**Work instructions**
Count the lines in the records below that contain the string "firefighter". Reply with the number alone.

**Data supplied**
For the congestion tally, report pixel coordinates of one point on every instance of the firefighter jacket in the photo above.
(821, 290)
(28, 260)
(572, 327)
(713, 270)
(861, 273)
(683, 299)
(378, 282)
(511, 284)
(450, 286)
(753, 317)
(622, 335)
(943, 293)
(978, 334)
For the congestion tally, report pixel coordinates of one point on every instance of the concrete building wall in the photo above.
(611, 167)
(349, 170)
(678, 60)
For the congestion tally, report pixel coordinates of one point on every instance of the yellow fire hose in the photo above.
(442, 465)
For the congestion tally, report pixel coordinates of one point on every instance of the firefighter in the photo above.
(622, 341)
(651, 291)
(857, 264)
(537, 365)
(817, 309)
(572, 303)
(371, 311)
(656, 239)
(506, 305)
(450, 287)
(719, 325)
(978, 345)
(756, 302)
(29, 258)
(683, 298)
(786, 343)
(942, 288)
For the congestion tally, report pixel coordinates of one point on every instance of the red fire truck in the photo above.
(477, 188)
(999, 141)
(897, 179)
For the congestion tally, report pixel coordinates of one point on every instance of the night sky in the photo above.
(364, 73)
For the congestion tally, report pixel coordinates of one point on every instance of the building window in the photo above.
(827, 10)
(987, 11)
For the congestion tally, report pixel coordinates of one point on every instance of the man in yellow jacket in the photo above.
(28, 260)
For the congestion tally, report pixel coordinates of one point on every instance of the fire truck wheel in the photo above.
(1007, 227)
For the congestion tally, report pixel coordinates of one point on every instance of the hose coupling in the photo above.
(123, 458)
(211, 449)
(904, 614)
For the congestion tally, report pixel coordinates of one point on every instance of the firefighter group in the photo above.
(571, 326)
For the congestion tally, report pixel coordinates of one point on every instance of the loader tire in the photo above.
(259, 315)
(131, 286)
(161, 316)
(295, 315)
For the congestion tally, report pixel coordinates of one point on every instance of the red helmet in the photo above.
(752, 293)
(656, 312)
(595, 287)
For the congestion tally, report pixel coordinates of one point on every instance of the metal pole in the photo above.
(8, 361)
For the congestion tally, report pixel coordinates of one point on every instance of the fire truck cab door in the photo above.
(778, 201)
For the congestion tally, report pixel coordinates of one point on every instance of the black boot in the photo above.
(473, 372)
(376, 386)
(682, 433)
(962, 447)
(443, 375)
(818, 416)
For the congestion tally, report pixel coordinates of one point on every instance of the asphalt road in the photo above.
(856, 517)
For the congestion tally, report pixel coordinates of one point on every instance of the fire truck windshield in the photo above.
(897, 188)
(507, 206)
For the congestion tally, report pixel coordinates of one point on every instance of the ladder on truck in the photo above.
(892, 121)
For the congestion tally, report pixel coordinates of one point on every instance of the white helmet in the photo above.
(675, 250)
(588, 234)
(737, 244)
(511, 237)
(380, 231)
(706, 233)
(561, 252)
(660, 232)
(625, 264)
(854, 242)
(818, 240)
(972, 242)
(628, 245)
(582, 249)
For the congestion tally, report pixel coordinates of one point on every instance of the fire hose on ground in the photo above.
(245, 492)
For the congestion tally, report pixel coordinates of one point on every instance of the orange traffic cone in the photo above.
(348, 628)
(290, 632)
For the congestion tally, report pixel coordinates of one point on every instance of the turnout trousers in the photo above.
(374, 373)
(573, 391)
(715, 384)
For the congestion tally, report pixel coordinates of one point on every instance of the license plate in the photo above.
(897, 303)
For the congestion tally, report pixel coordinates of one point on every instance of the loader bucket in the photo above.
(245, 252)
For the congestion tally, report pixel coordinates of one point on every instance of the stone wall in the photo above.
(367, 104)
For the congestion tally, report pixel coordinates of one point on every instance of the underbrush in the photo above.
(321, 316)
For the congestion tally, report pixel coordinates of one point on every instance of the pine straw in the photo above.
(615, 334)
...
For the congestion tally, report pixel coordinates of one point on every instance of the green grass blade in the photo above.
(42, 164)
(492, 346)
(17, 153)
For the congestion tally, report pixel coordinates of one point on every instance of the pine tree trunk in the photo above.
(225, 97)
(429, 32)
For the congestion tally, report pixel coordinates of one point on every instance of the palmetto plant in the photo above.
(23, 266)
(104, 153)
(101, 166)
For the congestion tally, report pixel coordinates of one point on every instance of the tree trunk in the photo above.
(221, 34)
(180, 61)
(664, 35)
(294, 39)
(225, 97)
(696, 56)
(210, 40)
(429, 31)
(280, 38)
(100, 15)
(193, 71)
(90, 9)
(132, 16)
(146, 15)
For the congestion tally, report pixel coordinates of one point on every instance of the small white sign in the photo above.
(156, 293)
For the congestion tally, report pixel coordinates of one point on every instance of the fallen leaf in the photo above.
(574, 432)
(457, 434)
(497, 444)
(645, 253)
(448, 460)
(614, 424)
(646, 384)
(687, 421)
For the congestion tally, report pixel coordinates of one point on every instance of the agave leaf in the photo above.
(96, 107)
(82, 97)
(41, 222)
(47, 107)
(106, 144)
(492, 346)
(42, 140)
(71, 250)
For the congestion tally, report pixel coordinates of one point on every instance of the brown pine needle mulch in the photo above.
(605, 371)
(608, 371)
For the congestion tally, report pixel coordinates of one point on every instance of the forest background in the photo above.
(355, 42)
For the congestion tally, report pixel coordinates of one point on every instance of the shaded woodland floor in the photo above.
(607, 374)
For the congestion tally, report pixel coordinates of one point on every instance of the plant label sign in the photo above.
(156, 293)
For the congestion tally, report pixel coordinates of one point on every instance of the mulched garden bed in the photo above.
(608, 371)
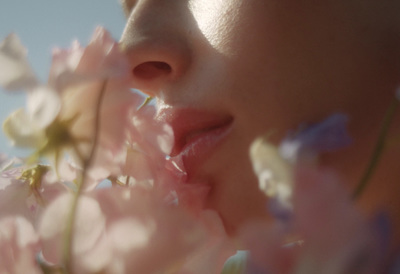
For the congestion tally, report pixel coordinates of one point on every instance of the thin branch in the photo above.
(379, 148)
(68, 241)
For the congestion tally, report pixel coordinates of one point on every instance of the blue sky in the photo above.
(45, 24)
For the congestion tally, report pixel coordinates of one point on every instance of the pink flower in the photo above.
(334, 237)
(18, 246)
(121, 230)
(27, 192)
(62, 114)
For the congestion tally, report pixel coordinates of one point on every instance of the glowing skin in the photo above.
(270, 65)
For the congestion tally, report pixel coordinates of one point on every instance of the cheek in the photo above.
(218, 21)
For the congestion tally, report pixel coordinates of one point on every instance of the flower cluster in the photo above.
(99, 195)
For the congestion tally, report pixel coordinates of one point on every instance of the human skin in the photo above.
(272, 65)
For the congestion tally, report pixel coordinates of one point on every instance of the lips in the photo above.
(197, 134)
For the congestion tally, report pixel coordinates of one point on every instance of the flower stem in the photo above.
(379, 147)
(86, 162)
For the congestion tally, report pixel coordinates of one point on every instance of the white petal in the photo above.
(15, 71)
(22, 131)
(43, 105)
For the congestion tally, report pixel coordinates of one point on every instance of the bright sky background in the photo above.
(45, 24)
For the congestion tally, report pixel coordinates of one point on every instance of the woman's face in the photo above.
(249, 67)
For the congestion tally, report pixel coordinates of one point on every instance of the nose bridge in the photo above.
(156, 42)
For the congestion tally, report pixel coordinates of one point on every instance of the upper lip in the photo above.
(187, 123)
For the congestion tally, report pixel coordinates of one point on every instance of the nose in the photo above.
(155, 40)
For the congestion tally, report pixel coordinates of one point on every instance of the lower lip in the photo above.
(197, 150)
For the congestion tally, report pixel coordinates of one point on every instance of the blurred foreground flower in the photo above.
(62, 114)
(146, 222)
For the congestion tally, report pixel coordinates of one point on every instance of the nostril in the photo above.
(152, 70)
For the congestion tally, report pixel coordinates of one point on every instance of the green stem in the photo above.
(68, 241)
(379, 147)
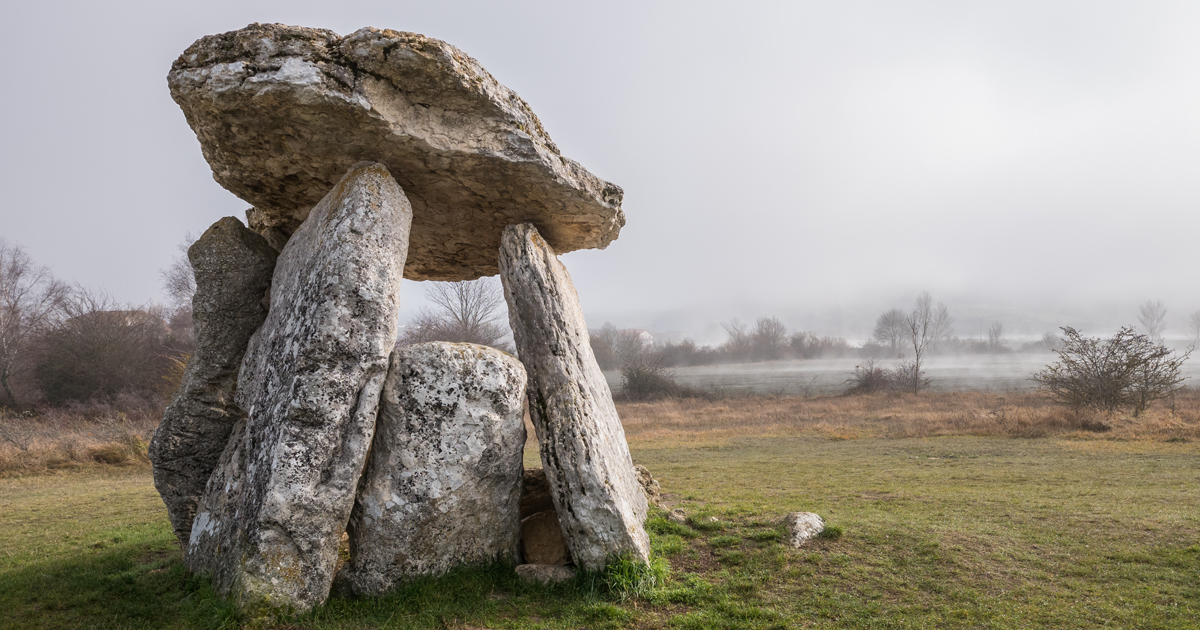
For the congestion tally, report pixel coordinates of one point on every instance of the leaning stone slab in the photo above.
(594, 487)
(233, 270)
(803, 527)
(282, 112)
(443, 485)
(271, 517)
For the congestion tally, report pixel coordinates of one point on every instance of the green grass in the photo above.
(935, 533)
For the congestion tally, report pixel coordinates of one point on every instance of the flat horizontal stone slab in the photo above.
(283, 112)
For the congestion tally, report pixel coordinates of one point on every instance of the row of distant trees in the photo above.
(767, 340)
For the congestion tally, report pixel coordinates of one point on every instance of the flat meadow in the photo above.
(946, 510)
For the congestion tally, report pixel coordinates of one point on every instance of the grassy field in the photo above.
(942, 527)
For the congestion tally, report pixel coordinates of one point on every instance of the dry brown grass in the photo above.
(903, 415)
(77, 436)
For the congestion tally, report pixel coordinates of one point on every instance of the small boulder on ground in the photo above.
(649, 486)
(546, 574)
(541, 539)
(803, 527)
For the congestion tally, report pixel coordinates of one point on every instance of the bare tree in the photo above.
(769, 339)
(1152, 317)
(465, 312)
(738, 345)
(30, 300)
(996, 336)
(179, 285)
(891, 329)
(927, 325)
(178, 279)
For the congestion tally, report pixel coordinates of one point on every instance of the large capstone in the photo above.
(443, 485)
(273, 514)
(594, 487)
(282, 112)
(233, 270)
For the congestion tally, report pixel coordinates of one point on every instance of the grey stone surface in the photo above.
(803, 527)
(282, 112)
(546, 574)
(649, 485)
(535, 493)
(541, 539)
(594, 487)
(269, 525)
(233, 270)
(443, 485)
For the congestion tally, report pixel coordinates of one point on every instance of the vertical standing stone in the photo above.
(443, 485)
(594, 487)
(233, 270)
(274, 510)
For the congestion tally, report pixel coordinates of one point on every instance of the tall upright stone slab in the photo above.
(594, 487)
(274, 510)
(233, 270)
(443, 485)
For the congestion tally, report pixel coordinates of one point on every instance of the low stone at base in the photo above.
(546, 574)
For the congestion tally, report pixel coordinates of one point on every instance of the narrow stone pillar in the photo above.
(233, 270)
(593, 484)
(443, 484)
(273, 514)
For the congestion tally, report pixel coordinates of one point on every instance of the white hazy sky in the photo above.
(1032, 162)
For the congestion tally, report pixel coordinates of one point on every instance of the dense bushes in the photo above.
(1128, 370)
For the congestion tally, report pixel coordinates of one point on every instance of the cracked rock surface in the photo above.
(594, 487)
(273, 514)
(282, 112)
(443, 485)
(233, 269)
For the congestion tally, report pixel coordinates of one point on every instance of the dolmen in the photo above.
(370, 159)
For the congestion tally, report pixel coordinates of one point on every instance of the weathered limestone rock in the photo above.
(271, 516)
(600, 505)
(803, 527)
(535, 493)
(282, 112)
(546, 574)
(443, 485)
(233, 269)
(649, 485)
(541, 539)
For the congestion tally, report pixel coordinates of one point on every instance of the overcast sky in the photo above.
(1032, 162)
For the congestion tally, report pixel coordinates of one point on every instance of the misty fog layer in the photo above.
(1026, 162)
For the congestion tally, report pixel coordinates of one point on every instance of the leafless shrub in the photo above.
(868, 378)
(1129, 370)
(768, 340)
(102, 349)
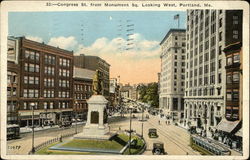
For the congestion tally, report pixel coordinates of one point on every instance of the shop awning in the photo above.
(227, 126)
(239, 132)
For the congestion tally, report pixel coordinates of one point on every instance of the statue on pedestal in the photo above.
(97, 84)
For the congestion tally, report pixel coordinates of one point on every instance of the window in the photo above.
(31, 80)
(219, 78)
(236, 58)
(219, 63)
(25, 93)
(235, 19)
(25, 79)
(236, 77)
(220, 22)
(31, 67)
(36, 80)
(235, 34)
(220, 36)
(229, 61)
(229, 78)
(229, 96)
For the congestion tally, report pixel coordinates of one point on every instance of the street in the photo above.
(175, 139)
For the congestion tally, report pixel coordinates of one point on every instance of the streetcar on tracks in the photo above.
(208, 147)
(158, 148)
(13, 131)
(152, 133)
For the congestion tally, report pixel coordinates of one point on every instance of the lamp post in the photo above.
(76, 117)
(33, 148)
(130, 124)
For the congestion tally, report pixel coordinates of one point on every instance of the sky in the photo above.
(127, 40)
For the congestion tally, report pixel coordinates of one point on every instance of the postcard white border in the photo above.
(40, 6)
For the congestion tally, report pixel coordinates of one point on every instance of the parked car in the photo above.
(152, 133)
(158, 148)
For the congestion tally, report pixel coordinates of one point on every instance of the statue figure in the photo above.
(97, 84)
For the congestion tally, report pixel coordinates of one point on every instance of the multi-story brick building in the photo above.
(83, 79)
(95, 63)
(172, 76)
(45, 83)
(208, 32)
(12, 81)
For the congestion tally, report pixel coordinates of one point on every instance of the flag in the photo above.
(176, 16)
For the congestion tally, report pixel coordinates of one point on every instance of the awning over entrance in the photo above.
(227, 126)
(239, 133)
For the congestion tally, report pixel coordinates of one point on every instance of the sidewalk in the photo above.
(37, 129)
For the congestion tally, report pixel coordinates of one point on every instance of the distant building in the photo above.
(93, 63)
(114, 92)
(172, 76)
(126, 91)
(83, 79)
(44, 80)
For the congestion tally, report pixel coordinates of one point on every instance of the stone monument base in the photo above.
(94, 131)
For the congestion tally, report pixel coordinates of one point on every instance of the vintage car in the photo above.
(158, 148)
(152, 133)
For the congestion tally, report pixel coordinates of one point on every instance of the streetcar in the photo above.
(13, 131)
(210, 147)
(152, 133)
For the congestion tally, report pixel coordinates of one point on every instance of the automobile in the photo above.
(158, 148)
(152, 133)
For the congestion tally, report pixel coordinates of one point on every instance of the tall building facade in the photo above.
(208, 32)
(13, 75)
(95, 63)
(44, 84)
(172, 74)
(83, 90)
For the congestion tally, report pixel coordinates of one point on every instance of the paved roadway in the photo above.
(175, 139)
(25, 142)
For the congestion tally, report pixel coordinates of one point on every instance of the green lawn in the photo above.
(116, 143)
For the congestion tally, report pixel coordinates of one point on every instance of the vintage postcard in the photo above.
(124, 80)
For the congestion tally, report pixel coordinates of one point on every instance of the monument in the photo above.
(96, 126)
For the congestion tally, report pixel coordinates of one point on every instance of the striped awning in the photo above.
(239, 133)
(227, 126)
---
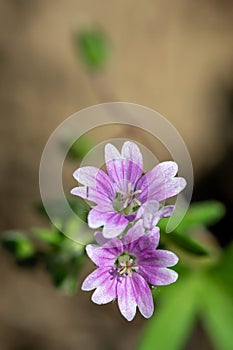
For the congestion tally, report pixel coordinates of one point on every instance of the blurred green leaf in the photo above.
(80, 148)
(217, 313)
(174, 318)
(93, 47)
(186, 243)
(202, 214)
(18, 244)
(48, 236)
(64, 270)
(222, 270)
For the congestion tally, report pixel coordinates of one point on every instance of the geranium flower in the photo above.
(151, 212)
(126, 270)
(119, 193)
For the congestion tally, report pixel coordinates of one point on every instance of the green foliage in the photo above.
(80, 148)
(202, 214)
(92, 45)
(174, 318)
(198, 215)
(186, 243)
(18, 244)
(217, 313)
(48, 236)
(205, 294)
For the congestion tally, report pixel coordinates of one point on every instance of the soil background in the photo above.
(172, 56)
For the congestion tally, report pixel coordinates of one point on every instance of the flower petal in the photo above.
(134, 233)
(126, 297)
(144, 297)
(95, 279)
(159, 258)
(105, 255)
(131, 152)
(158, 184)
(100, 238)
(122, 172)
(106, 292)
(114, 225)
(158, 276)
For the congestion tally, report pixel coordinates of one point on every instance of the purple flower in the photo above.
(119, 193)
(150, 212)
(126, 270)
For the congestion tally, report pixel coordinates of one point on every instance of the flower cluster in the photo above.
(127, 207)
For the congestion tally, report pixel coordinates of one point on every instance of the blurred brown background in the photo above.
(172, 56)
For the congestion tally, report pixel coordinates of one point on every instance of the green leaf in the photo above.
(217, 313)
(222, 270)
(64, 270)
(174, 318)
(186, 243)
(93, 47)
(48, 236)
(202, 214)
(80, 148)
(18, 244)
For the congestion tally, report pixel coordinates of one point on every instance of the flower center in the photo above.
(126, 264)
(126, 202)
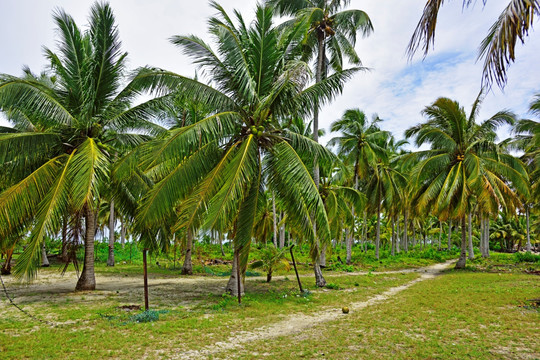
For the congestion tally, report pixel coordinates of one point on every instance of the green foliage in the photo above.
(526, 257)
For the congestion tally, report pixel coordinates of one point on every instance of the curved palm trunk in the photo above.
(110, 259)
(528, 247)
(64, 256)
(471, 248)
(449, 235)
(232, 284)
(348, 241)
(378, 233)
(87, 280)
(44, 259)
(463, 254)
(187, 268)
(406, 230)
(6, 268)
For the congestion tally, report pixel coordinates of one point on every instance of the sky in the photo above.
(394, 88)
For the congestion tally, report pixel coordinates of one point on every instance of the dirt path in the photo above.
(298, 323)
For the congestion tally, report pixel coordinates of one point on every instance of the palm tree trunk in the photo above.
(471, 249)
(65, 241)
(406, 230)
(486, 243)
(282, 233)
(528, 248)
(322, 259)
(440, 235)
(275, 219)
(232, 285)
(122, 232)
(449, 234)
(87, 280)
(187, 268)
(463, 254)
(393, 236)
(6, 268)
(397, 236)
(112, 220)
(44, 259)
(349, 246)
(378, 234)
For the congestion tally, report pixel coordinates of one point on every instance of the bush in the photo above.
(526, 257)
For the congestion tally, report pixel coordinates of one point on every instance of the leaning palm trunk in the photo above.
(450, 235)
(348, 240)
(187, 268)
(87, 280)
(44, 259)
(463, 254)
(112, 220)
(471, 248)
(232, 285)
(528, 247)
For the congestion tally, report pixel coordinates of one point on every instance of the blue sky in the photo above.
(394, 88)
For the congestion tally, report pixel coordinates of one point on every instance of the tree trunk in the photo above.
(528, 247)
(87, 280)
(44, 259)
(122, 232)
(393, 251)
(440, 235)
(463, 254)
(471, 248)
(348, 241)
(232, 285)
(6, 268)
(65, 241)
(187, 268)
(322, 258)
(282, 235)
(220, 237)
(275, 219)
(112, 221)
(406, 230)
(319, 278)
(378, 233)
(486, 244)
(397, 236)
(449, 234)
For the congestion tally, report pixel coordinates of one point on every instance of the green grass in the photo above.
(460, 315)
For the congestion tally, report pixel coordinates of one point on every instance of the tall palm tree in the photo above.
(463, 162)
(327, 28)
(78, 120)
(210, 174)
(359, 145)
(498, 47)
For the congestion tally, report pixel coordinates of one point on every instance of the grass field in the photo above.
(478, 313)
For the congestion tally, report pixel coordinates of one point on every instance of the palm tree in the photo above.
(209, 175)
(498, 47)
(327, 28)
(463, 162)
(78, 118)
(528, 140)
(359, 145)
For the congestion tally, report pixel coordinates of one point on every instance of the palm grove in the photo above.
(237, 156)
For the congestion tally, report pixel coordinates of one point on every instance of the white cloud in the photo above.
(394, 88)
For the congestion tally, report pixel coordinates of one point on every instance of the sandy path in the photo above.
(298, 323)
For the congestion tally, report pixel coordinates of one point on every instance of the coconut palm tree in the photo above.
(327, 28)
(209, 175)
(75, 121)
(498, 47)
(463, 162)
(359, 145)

**Worked solution**
3